Data for this exercise =
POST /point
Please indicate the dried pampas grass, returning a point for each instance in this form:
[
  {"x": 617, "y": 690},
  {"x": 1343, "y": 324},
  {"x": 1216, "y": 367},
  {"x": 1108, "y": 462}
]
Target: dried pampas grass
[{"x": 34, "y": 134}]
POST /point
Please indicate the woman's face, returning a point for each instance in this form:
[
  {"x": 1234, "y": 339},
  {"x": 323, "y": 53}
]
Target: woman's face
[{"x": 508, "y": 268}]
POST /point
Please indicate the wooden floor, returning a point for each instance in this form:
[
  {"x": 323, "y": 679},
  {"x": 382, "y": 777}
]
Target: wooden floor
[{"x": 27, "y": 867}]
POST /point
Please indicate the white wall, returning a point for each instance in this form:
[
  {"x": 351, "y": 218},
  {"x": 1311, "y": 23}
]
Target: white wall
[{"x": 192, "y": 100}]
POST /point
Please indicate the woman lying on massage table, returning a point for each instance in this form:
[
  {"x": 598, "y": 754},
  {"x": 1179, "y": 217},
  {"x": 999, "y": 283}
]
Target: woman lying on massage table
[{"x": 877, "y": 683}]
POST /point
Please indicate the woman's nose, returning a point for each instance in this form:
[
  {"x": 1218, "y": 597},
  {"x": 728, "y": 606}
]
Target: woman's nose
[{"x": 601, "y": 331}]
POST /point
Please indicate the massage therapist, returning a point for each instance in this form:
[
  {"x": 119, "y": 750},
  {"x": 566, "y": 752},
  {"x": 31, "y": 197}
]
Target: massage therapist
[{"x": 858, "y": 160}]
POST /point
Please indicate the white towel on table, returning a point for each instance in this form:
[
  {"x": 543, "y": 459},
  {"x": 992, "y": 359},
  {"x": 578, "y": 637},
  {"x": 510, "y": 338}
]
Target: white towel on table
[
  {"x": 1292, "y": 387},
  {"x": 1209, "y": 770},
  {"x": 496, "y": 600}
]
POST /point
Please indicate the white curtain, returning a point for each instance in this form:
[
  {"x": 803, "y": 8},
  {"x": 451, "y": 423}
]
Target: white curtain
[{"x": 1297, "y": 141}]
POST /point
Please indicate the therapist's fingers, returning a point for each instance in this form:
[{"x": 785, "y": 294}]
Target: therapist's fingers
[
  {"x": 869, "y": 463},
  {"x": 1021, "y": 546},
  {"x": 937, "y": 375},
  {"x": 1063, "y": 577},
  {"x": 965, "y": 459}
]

Problem description = How many of the lines above contain the string "each", matching case exactly? Reply with the number alone.

Full output = 10